Required task: Retype precisely the section of the data that starts at the line containing "Give the segmentation of every instance of the person's" and runs to its final line, ends included.

Listing:
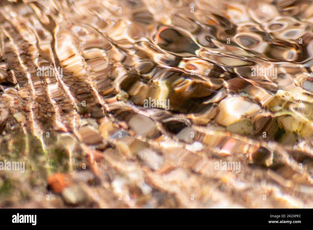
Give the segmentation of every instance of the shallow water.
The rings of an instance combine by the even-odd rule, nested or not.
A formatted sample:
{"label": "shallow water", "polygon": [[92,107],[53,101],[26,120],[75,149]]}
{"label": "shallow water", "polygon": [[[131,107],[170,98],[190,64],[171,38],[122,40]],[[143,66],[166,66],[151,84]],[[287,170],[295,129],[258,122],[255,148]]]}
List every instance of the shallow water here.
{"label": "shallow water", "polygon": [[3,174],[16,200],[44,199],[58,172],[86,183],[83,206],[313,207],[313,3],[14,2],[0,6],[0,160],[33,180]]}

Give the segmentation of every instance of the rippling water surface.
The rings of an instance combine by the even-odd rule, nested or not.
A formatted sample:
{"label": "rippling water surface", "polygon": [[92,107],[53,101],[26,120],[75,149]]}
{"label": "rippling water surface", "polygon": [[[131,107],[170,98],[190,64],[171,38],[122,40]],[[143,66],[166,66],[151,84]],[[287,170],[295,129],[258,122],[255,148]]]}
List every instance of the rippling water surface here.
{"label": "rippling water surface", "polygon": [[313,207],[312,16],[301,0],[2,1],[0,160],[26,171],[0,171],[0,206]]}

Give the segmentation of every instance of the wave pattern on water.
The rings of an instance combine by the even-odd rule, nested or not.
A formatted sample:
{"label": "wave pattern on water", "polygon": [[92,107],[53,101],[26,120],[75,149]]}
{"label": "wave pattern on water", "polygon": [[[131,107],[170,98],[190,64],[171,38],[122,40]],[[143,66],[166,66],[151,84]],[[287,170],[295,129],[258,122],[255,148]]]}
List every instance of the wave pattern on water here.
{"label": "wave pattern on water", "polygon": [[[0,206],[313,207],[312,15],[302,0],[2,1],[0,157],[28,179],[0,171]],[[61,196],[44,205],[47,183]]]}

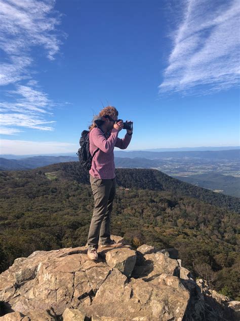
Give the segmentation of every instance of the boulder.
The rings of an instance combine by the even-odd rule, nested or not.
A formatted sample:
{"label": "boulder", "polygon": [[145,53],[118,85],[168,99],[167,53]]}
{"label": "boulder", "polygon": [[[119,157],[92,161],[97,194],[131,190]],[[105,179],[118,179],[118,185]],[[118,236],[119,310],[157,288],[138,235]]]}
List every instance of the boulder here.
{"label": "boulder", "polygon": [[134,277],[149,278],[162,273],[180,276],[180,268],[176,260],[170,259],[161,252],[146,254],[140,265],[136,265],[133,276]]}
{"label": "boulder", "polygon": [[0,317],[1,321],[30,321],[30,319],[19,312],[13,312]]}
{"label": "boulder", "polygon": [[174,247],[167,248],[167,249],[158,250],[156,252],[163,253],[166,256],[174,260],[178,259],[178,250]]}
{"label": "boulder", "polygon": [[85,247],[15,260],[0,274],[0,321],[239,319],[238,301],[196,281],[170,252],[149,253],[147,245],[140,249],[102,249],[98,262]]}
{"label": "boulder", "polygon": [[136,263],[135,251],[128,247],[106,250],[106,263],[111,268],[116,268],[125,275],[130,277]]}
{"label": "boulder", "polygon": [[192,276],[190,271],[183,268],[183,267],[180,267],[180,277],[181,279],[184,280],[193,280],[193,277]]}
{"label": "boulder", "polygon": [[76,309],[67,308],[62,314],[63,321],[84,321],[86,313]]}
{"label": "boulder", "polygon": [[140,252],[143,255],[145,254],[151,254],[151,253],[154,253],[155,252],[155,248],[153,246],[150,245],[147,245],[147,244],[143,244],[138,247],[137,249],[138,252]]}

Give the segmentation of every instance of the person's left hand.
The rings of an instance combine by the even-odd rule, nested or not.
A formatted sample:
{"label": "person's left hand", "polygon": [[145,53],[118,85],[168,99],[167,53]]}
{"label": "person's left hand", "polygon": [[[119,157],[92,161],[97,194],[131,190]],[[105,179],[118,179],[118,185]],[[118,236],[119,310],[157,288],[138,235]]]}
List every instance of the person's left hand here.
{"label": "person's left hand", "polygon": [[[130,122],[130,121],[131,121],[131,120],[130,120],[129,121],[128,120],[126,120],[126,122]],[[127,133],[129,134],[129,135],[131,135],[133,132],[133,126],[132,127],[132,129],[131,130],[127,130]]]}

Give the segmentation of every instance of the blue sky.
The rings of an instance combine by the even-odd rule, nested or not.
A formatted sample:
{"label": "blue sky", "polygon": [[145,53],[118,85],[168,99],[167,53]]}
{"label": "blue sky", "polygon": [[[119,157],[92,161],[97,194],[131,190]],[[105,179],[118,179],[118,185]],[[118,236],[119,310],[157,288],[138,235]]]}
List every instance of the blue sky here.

Task output:
Give the segmentation of every instance of the person's left hand.
The rings of an instance combine by the even-odd rule, nested or not.
A formatted sample:
{"label": "person's left hand", "polygon": [[145,53],[118,85],[168,99],[167,53]]}
{"label": "person's left hand", "polygon": [[[119,157],[92,161],[97,194],[131,190]],[[105,179],[118,179],[118,185]],[[118,236],[119,310],[157,288],[138,235]]]}
List every instance of the person's left hand here.
{"label": "person's left hand", "polygon": [[[130,122],[130,121],[131,121],[131,120],[130,120],[129,121],[128,120],[126,120],[126,122]],[[127,133],[129,134],[129,135],[131,135],[133,132],[133,126],[132,127],[132,129],[131,130],[127,130]]]}

Give the segmentation of every instance of the blue sky.
The rings of an instance combine by the even-odd rule, nested or not.
A formatted sample:
{"label": "blue sky", "polygon": [[145,53],[118,85],[168,99],[167,53]]}
{"label": "blue sky", "polygon": [[[119,157],[92,161],[97,194],[131,190]],[[105,179],[118,179],[118,185]],[[118,236],[119,310],[157,288],[138,235]]]}
List every instance of the blue sky here.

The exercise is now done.